**Exercise prompt**. Below this line are records; transcribe exactly the lines between the one holding "Target: tower platform" and the one holding "Target: control tower", inclusive, and omit the pictures.

**Natural-language object grounding data**.
━━━━━━━━━━━━━━━━━━━━━━━━━━━━━━
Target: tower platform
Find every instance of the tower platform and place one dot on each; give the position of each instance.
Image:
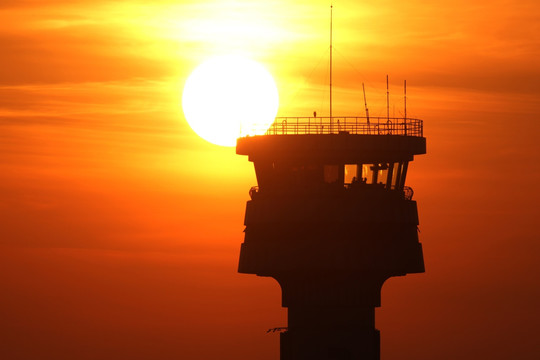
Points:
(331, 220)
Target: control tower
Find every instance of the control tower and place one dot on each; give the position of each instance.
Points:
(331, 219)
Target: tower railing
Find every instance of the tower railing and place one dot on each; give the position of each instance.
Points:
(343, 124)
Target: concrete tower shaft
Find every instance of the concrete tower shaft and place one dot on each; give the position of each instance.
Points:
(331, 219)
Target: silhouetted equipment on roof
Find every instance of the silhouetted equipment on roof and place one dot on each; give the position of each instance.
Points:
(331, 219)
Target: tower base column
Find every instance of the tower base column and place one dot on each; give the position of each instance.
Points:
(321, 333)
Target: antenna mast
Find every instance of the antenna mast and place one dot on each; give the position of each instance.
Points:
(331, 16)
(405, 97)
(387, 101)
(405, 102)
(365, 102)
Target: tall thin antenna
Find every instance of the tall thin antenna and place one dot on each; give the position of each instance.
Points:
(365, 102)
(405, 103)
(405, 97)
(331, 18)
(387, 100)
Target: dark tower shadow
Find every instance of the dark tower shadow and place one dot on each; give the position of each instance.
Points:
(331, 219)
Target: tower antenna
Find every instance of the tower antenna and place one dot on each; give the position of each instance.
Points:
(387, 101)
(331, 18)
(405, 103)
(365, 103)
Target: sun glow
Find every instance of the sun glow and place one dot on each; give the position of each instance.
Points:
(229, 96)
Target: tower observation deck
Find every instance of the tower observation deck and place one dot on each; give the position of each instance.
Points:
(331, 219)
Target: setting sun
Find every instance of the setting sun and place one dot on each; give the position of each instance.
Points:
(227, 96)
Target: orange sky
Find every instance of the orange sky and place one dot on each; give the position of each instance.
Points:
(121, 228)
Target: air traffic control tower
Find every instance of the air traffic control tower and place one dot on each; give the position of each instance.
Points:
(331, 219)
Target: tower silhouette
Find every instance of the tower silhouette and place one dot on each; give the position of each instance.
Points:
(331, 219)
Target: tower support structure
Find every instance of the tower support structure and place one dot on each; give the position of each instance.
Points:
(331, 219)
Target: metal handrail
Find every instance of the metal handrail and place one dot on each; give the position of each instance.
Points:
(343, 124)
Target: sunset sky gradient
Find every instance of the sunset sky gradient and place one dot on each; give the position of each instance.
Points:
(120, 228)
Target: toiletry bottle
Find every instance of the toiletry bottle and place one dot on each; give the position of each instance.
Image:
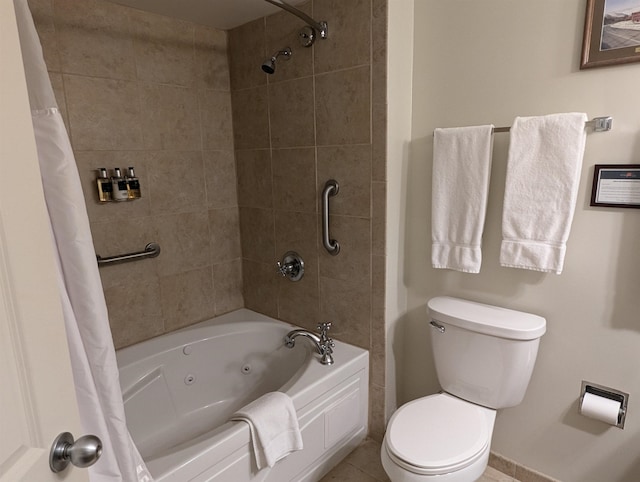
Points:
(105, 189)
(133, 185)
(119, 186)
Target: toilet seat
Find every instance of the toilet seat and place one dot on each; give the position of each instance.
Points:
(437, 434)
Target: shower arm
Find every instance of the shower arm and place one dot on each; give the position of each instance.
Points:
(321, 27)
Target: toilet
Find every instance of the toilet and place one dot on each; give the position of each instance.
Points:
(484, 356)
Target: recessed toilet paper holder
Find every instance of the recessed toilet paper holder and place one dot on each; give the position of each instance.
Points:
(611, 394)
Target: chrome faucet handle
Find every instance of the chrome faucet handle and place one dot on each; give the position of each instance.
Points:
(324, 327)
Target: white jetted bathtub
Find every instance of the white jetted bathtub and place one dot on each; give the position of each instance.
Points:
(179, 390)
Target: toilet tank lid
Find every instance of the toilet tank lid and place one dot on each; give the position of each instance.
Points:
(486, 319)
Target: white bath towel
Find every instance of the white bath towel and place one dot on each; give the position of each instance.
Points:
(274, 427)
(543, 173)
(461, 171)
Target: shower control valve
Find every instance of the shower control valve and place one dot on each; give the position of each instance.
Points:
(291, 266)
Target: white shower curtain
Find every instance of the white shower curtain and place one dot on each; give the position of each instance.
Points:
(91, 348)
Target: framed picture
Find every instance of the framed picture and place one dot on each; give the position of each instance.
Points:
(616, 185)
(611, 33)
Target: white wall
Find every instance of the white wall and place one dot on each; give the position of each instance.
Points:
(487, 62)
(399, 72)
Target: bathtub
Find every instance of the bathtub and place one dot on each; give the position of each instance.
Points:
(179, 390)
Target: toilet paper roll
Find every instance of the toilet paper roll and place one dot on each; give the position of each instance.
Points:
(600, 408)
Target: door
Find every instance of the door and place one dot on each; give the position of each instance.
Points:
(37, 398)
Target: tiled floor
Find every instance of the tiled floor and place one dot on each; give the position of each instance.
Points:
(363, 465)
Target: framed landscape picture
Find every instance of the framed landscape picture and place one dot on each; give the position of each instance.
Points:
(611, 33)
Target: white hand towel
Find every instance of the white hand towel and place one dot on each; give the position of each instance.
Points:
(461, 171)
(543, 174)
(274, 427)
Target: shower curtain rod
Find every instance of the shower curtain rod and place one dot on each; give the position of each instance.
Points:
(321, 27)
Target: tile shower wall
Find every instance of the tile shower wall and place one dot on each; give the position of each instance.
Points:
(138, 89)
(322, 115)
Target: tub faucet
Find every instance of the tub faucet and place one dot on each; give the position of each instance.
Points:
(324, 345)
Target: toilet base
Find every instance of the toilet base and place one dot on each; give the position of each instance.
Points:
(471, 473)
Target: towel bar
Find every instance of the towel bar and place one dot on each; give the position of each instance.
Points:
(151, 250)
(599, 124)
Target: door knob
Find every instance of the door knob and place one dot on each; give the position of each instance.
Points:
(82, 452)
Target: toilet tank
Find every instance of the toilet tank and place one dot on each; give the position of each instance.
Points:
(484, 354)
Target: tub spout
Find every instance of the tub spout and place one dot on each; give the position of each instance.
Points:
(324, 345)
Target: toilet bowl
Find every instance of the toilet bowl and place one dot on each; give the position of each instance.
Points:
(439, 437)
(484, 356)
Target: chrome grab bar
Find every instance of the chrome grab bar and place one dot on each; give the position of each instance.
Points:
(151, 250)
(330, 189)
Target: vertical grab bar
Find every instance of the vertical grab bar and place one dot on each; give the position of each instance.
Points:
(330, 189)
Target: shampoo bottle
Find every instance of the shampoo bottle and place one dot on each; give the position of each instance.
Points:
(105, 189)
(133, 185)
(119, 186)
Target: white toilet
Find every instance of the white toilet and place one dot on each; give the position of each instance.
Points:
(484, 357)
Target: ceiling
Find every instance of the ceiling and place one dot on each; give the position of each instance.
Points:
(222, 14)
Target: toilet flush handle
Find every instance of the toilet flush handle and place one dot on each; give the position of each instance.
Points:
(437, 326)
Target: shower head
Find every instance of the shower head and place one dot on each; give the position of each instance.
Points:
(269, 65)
━━━━━━━━━━━━━━━━━━━━━━━━━━━━━━
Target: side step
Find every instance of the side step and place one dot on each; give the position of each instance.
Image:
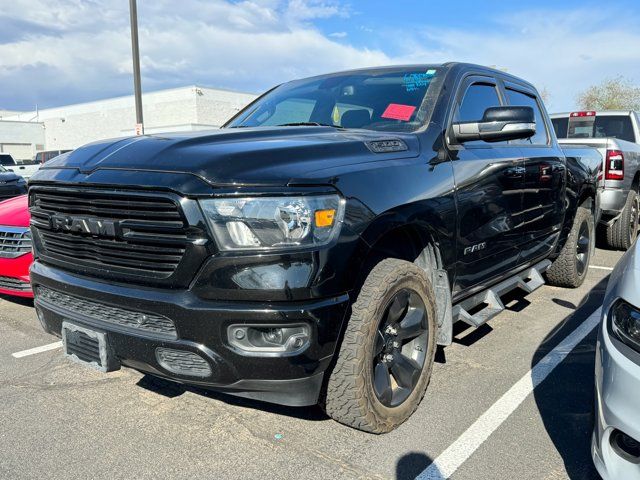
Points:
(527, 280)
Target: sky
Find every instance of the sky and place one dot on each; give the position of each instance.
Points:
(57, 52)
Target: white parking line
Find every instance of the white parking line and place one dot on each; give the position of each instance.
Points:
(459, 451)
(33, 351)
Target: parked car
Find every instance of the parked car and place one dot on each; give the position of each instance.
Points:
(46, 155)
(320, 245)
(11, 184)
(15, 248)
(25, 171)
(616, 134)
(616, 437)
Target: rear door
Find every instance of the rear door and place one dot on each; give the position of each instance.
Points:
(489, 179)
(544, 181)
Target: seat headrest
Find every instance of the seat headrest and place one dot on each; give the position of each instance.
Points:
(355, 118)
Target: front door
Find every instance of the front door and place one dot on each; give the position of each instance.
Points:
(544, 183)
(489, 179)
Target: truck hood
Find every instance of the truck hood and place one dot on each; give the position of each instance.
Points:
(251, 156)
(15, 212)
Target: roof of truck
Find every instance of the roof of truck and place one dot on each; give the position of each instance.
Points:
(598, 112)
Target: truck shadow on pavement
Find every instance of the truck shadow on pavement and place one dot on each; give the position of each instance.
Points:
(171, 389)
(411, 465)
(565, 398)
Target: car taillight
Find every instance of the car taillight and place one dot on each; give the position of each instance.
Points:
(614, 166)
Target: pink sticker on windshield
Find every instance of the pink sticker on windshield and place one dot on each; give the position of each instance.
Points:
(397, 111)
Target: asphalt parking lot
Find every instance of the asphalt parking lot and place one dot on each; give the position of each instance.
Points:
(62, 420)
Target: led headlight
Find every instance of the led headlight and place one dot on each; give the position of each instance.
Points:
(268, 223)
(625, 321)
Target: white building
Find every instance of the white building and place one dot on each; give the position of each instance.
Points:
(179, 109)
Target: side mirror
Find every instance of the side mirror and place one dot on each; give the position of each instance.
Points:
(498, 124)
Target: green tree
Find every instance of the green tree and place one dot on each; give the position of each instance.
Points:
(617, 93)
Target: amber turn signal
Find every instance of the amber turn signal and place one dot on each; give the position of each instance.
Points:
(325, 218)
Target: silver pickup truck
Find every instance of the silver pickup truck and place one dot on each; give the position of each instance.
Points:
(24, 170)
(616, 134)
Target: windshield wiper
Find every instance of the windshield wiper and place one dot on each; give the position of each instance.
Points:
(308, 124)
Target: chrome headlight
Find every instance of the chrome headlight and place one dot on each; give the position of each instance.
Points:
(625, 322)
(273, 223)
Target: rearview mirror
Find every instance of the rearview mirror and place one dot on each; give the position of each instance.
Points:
━━━━━━━━━━━━━━━━━━━━━━━━━━━━━━
**Answer space**.
Target: tower platform
Find every instance of the tower platform and place one dot on each; give the position of each instance.
Image:
Points:
(331, 220)
Target: control tower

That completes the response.